Work request: What follows is a block of records; restate each one word for word.

Records supplied:
****************************************

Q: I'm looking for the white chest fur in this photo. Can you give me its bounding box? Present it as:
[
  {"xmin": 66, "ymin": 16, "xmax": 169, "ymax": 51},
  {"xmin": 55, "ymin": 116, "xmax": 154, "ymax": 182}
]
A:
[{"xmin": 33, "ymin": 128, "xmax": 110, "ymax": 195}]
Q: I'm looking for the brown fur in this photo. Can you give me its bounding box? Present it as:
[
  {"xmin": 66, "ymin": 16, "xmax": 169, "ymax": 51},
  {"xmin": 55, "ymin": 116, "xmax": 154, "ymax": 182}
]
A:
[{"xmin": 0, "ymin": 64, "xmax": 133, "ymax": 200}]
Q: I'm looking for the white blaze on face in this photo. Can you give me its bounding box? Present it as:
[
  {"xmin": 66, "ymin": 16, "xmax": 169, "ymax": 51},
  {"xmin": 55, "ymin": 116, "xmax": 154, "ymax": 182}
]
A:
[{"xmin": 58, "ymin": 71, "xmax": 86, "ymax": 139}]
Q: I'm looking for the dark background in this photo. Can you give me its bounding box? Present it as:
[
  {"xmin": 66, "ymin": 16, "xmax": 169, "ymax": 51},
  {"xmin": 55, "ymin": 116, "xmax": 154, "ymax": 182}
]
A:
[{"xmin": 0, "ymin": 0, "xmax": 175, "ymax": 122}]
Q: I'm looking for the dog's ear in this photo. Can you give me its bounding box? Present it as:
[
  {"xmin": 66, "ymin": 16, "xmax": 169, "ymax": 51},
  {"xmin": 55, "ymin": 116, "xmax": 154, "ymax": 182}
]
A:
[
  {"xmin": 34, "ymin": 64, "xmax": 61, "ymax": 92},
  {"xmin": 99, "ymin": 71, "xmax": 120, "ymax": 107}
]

****************************************

Solved exercise:
Q: I'm looking for the white chest fur in this photo. Can you give me its bounding box? Present it as:
[
  {"xmin": 66, "ymin": 16, "xmax": 169, "ymax": 51},
  {"xmin": 55, "ymin": 116, "xmax": 154, "ymax": 182}
]
A:
[{"xmin": 33, "ymin": 128, "xmax": 110, "ymax": 195}]
Q: I'm looking for the brown fur in this photo. Can you give me its bounding box? Present it as:
[
  {"xmin": 66, "ymin": 16, "xmax": 169, "ymax": 51},
  {"xmin": 55, "ymin": 116, "xmax": 154, "ymax": 182}
]
A:
[{"xmin": 0, "ymin": 64, "xmax": 133, "ymax": 200}]
Q: I'm looking for the white blaze on face in this photo. Can you give me its bounding box? Present it as:
[
  {"xmin": 66, "ymin": 16, "xmax": 169, "ymax": 51},
  {"xmin": 55, "ymin": 116, "xmax": 154, "ymax": 182}
]
A:
[{"xmin": 58, "ymin": 71, "xmax": 86, "ymax": 139}]
Q: I'm looking for the dark background in this photo. Can you give me its bounding box? Present it as:
[
  {"xmin": 66, "ymin": 16, "xmax": 169, "ymax": 51},
  {"xmin": 55, "ymin": 116, "xmax": 154, "ymax": 182}
]
A:
[{"xmin": 0, "ymin": 0, "xmax": 175, "ymax": 122}]
Q: I'm looking for the dog's ear in this photo. Can you give me its bounding box? Present it as:
[
  {"xmin": 66, "ymin": 16, "xmax": 169, "ymax": 51},
  {"xmin": 55, "ymin": 116, "xmax": 154, "ymax": 182}
]
A:
[
  {"xmin": 34, "ymin": 64, "xmax": 61, "ymax": 92},
  {"xmin": 99, "ymin": 71, "xmax": 120, "ymax": 107}
]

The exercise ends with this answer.